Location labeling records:
_ _ _

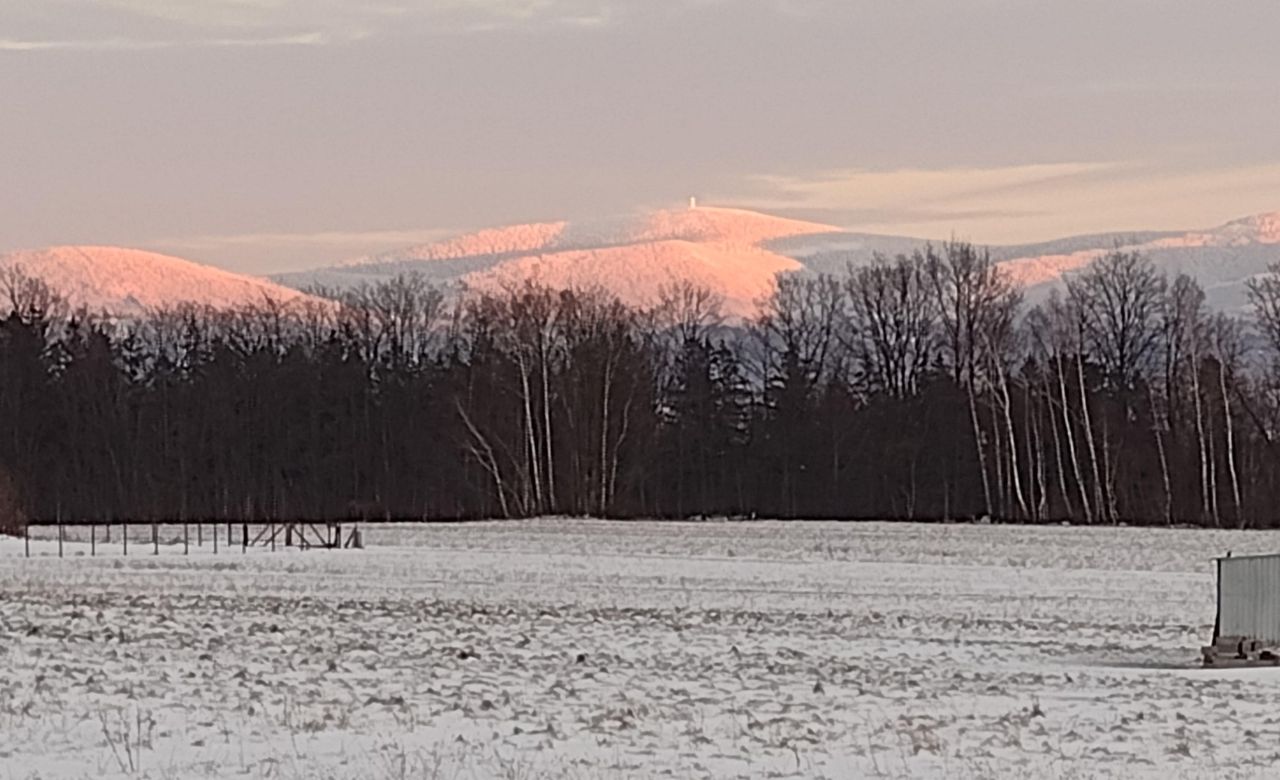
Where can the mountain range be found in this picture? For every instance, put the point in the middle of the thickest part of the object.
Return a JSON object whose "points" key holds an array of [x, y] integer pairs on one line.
{"points": [[734, 252]]}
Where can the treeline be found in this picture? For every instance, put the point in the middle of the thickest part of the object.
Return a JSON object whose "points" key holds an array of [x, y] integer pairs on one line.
{"points": [[918, 387]]}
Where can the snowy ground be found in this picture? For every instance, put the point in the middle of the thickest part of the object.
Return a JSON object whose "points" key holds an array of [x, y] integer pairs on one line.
{"points": [[636, 650]]}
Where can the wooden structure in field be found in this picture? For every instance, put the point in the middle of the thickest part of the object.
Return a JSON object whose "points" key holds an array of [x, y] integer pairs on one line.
{"points": [[1247, 628], [306, 536], [145, 537]]}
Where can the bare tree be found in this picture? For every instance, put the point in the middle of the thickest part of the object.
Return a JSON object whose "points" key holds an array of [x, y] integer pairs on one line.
{"points": [[892, 324]]}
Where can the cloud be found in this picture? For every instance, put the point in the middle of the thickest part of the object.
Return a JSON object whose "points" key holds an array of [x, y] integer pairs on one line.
{"points": [[319, 238], [1020, 203], [251, 252], [155, 24], [119, 44]]}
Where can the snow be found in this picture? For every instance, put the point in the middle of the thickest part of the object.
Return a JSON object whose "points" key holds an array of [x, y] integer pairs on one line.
{"points": [[127, 282], [608, 650], [632, 258]]}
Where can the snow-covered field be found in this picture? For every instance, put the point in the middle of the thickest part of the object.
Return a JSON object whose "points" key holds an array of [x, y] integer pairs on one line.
{"points": [[634, 650]]}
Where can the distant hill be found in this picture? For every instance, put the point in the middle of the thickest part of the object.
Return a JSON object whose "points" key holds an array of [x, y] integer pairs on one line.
{"points": [[127, 282], [737, 254], [734, 252]]}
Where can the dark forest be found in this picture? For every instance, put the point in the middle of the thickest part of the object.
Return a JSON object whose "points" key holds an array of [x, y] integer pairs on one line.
{"points": [[918, 387]]}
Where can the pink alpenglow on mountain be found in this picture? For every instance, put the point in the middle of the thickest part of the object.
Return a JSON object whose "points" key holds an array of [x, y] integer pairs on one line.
{"points": [[127, 282], [722, 250]]}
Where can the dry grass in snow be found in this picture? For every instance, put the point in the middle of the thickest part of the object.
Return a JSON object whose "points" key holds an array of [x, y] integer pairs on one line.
{"points": [[638, 650]]}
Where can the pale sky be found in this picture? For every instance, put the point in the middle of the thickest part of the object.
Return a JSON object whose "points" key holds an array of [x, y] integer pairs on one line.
{"points": [[274, 135]]}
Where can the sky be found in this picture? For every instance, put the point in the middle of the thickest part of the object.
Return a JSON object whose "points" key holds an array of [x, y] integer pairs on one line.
{"points": [[278, 135]]}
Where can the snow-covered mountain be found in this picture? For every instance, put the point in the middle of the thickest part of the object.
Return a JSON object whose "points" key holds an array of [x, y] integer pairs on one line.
{"points": [[726, 250], [734, 252], [126, 282], [739, 252]]}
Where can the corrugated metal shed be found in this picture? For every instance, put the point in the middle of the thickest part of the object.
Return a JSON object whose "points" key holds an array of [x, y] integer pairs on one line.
{"points": [[1248, 597]]}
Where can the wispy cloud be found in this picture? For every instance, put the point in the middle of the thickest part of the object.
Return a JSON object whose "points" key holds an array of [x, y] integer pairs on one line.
{"points": [[1020, 203], [324, 238], [289, 251], [120, 44], [158, 24]]}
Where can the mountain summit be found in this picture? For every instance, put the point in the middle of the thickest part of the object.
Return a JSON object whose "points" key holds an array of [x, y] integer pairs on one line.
{"points": [[725, 250], [127, 282], [734, 252]]}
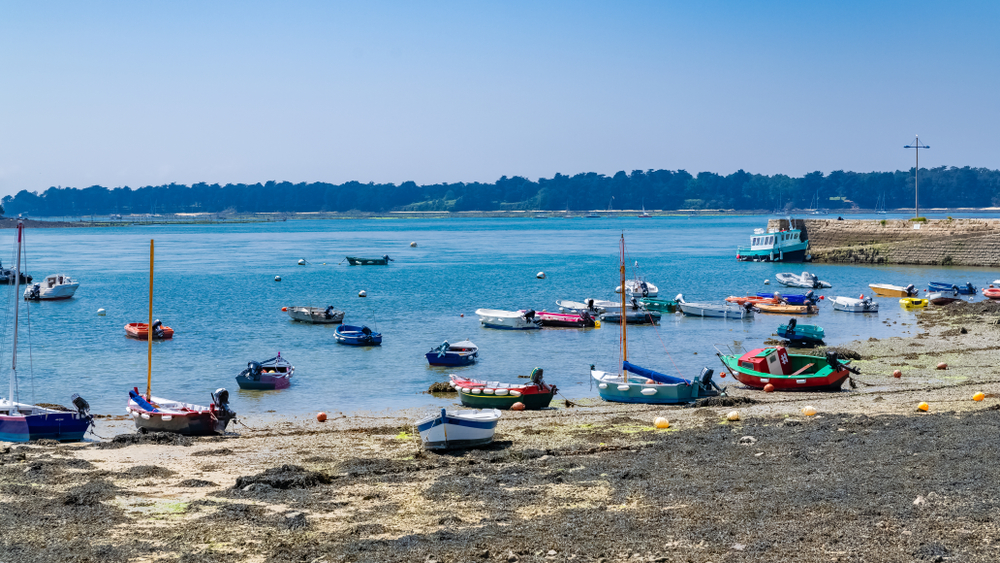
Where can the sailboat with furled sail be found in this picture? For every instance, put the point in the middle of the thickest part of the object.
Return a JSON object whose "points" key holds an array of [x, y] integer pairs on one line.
{"points": [[20, 422], [646, 385], [156, 414]]}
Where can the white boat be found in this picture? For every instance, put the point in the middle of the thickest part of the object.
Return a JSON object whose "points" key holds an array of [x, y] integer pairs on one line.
{"points": [[639, 288], [316, 315], [805, 280], [724, 310], [56, 286], [458, 429], [508, 320], [852, 305]]}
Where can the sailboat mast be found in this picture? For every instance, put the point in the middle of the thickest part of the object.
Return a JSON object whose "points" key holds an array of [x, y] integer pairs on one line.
{"points": [[149, 330]]}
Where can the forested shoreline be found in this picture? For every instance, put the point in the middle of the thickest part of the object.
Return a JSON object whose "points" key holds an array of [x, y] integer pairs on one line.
{"points": [[653, 189]]}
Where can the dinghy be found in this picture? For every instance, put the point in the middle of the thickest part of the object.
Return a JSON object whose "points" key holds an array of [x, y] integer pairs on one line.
{"points": [[269, 375], [458, 429], [481, 394]]}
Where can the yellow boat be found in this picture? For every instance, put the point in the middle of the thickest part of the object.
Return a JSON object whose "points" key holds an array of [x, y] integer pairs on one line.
{"points": [[887, 290]]}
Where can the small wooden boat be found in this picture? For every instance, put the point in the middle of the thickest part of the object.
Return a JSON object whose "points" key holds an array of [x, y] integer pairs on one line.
{"points": [[481, 394], [458, 354], [141, 331], [795, 333], [458, 429], [788, 372], [316, 315], [383, 261], [269, 375], [888, 290], [357, 336]]}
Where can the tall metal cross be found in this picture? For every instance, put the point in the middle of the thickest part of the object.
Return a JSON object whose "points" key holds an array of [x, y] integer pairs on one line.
{"points": [[916, 172]]}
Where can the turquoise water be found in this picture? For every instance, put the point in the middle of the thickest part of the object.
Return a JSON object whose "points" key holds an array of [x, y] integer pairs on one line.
{"points": [[215, 287]]}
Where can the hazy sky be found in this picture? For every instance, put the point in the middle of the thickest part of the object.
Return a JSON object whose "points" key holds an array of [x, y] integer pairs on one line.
{"points": [[137, 93]]}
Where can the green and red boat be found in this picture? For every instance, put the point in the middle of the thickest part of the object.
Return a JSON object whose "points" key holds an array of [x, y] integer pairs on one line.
{"points": [[480, 394], [788, 372]]}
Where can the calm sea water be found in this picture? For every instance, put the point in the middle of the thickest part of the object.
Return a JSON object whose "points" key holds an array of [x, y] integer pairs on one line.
{"points": [[215, 286]]}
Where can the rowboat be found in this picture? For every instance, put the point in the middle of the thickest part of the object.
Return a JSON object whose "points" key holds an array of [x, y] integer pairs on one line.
{"points": [[888, 290], [383, 261], [458, 354], [269, 375], [480, 394], [788, 372], [141, 331], [316, 315], [852, 305], [458, 429], [357, 336], [508, 320], [801, 334]]}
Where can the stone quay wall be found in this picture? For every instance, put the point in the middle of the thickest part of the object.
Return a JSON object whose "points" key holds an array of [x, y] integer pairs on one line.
{"points": [[940, 242]]}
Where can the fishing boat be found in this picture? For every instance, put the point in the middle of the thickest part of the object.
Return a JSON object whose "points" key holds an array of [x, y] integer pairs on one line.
{"points": [[156, 414], [22, 422], [722, 310], [481, 394], [458, 354], [806, 280], [888, 290], [458, 429], [809, 335], [141, 330], [943, 287], [646, 385], [774, 245], [508, 320], [383, 261], [269, 375], [852, 305], [357, 336], [56, 286], [316, 315], [788, 372]]}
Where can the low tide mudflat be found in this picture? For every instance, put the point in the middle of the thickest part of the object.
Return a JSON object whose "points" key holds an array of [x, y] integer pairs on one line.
{"points": [[868, 479]]}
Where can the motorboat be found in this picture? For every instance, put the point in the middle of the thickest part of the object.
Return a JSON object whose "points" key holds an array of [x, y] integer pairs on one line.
{"points": [[316, 315], [889, 290], [720, 310], [805, 279], [458, 354], [458, 429], [508, 320], [480, 394], [56, 286], [268, 375], [852, 305]]}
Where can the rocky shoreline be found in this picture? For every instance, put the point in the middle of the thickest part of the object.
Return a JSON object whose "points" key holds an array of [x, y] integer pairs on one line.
{"points": [[869, 478]]}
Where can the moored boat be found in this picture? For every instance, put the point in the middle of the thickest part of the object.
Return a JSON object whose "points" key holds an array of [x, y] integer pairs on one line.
{"points": [[458, 354], [269, 375], [458, 429]]}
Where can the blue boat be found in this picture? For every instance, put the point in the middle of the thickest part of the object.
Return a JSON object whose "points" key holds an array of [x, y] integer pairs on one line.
{"points": [[954, 289], [357, 336], [458, 354]]}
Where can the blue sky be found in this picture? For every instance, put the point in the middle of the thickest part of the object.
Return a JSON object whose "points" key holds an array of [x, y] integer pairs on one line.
{"points": [[137, 93]]}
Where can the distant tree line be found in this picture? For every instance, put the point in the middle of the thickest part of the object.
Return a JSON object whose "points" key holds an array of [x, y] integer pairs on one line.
{"points": [[653, 189]]}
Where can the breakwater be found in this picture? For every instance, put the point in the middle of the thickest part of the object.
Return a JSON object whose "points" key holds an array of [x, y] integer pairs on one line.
{"points": [[939, 242]]}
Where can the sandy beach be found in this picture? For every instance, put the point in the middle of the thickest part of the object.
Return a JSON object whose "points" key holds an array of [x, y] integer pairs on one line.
{"points": [[869, 478]]}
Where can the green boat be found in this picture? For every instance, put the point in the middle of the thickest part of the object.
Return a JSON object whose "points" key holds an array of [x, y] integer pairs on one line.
{"points": [[383, 261], [661, 305]]}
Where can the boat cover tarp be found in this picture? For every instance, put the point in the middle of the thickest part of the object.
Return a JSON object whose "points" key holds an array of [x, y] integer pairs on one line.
{"points": [[655, 376]]}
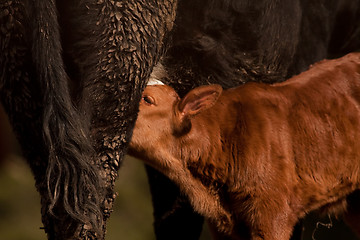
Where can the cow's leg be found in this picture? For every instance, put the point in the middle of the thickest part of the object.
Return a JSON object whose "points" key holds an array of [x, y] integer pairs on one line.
{"points": [[352, 216]]}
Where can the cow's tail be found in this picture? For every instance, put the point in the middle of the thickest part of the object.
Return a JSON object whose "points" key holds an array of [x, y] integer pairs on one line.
{"points": [[71, 178]]}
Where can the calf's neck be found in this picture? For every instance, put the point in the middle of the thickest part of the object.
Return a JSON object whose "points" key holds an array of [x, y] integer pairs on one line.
{"points": [[255, 159]]}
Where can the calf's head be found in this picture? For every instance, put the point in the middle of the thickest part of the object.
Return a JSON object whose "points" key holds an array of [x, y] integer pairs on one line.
{"points": [[164, 118]]}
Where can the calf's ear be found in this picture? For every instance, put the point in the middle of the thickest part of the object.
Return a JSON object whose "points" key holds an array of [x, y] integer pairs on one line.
{"points": [[199, 99]]}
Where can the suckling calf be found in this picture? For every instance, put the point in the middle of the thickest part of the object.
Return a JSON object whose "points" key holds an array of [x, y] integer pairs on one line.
{"points": [[260, 155]]}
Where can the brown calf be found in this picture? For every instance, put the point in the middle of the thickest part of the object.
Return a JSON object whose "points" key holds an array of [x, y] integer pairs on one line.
{"points": [[260, 156]]}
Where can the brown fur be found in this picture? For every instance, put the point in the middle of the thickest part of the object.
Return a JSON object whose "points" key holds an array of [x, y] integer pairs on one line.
{"points": [[260, 155]]}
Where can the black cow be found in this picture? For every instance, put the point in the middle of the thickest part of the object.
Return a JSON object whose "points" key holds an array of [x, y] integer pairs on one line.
{"points": [[72, 73]]}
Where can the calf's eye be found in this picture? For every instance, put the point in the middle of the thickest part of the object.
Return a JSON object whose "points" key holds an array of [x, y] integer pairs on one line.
{"points": [[148, 100]]}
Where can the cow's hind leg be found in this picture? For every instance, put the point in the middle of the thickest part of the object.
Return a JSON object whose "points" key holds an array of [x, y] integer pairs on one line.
{"points": [[352, 216]]}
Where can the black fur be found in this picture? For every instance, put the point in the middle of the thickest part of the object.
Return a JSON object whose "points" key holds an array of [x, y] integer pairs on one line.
{"points": [[230, 42], [72, 181]]}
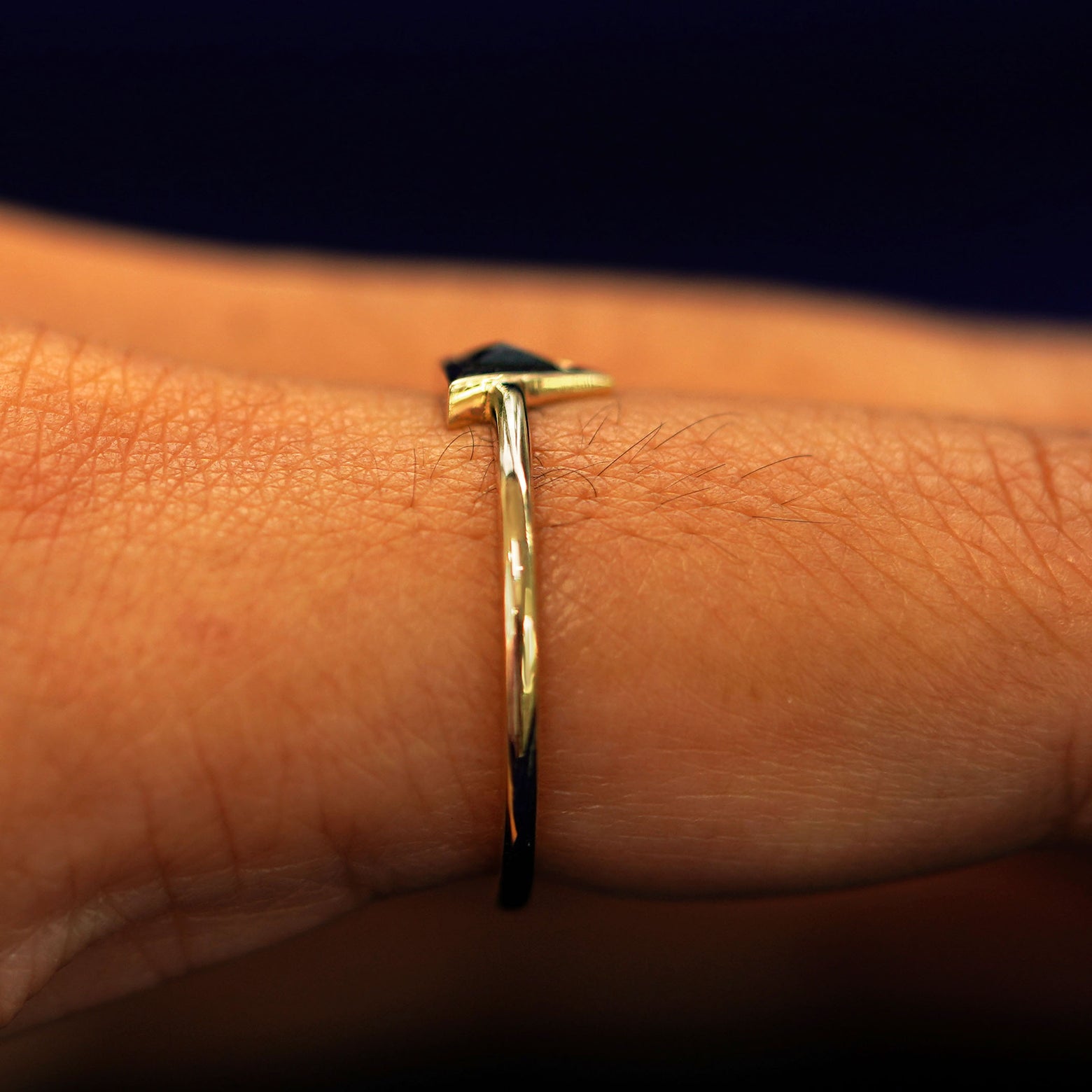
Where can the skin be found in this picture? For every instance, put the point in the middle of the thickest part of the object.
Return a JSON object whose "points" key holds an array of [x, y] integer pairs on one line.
{"points": [[822, 610]]}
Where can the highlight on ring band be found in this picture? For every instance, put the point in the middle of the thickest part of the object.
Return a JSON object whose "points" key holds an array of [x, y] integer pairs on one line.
{"points": [[498, 382]]}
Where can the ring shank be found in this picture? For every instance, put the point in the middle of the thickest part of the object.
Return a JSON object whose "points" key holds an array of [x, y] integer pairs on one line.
{"points": [[508, 407]]}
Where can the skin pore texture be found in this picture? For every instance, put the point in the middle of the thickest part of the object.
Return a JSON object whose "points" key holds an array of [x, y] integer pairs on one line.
{"points": [[251, 653]]}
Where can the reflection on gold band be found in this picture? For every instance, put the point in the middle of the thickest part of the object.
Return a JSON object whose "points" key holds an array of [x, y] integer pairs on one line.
{"points": [[503, 398]]}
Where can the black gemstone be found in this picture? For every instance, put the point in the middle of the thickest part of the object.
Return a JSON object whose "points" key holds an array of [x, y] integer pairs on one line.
{"points": [[496, 357]]}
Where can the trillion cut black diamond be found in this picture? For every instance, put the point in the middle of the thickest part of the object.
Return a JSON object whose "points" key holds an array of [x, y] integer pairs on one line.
{"points": [[496, 357]]}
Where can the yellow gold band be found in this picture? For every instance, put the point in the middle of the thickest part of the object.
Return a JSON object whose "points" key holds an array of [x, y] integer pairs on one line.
{"points": [[498, 382]]}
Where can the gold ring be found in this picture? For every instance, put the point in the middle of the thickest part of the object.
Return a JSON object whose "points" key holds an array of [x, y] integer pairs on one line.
{"points": [[497, 384]]}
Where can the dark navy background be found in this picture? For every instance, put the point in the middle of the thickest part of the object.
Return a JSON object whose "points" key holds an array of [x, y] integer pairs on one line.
{"points": [[933, 150], [928, 150]]}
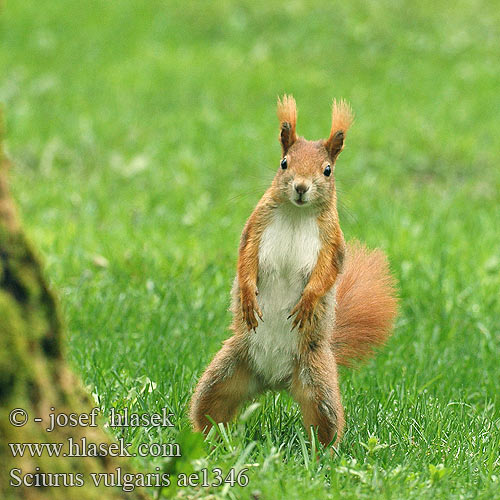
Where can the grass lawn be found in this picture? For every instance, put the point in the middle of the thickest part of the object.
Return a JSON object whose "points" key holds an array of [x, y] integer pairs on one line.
{"points": [[142, 136]]}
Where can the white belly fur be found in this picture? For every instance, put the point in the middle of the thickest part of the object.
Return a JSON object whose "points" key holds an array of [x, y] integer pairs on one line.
{"points": [[288, 252]]}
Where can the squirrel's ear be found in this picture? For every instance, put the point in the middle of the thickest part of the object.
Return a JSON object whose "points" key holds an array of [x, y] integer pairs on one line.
{"points": [[342, 118], [287, 115]]}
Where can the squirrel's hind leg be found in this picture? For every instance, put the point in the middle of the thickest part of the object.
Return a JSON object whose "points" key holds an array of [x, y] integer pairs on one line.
{"points": [[226, 383], [315, 387]]}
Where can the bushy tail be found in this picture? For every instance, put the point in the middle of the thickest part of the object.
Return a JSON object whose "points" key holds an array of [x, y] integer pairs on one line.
{"points": [[366, 304]]}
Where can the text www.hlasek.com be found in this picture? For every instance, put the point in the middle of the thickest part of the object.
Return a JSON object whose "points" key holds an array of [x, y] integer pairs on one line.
{"points": [[82, 447]]}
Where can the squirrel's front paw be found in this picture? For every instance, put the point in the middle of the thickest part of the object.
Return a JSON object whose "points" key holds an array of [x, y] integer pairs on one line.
{"points": [[303, 312], [249, 307]]}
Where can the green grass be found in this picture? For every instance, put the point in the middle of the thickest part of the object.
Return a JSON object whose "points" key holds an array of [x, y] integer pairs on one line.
{"points": [[145, 132]]}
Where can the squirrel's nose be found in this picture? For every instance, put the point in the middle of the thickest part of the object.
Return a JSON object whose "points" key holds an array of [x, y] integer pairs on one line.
{"points": [[301, 188]]}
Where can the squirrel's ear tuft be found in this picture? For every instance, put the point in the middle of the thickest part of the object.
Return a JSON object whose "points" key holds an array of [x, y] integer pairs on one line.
{"points": [[287, 115], [342, 118]]}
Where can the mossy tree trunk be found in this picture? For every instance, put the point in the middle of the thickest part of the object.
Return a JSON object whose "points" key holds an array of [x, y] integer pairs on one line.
{"points": [[33, 373]]}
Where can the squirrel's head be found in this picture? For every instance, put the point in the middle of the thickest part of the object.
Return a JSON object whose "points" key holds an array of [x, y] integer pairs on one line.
{"points": [[305, 175]]}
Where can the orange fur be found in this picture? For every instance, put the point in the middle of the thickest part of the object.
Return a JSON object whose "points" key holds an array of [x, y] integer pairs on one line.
{"points": [[366, 304], [287, 111], [307, 346], [342, 117]]}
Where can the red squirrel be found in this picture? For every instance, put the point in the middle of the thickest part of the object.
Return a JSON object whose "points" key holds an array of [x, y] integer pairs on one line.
{"points": [[303, 302]]}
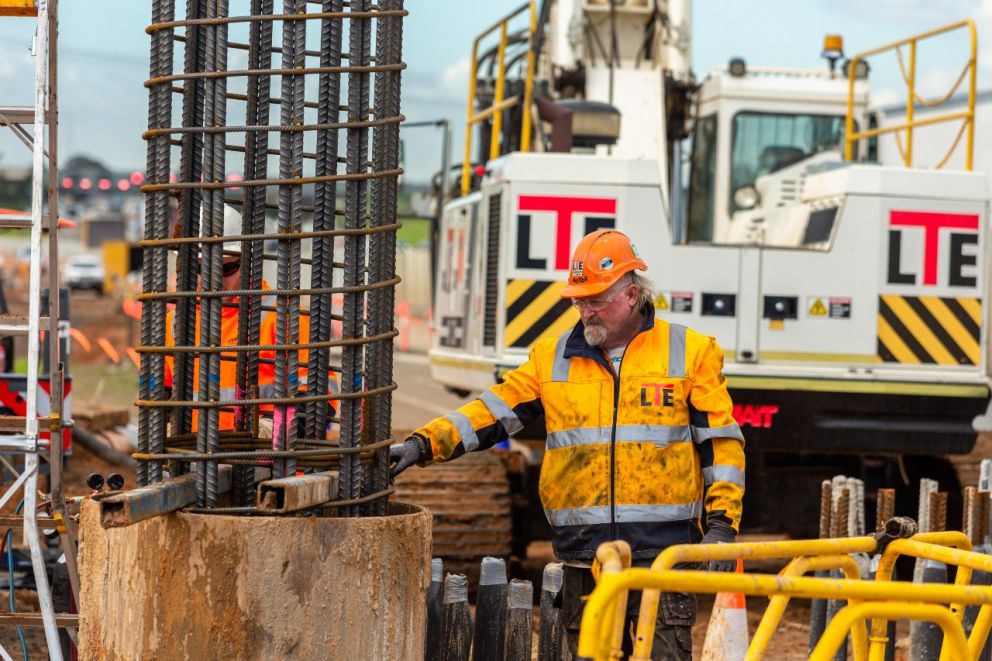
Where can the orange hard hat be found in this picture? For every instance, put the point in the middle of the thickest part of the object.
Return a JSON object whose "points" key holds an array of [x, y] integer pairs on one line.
{"points": [[599, 260]]}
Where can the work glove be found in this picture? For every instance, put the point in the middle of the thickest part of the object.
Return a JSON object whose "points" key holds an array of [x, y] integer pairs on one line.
{"points": [[720, 534], [405, 454]]}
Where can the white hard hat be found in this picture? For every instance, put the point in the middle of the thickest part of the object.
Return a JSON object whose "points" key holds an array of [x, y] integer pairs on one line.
{"points": [[232, 226]]}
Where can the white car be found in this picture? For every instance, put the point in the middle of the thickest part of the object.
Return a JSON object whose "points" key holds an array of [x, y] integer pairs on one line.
{"points": [[84, 271]]}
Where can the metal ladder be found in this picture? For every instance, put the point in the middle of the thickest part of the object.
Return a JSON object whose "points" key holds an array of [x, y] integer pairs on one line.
{"points": [[24, 435]]}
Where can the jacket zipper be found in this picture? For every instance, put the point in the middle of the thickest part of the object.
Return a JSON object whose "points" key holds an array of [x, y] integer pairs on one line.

_ _ _

Extract, exactly, the lines above that begin at the line containing "Where can the orange hard" and end at the final line of the records; add no other text.

Where can the orange hard hat be found in this picture? For every instance, put the point in the middle of the thickest part of the object.
Return a JSON object whose "points" key holds an array of [x, y] integer pairs on one line.
{"points": [[599, 260]]}
Where can the work glove be found in this picture? For every instance, put the point in the middle of the thickest part of the object.
Return a JSON object whose "points" key holds an array of [x, y] integer pairs on one line.
{"points": [[720, 534], [405, 454]]}
Where can the white hard hat be found in this picture? For every instance, put the point in the middle of the thickest part of the object.
Return a JSON object whose "points" key holds an array of [x, y] integer pairs on one line.
{"points": [[232, 226]]}
Where can the white car be found in this picture? For every instance, put the point in the middle of the thickest part of the object.
Return a JSON object whose "points" key holds an array of [x, y] integer pairs on one line.
{"points": [[84, 271]]}
Where can the metal ladder be found in this picture? For every instance, put the point in the middle of the thickest part of the object.
Return a JSON object whose "points" key holds an array of [x, y] integer pairs on one line.
{"points": [[24, 435]]}
Where can the jacket zipper be found in this picture? For every instance, put the point in the middle of the thickest part of the object.
Return a JSON object whose "points" key holds an array of [x, y] integer pairs on one line.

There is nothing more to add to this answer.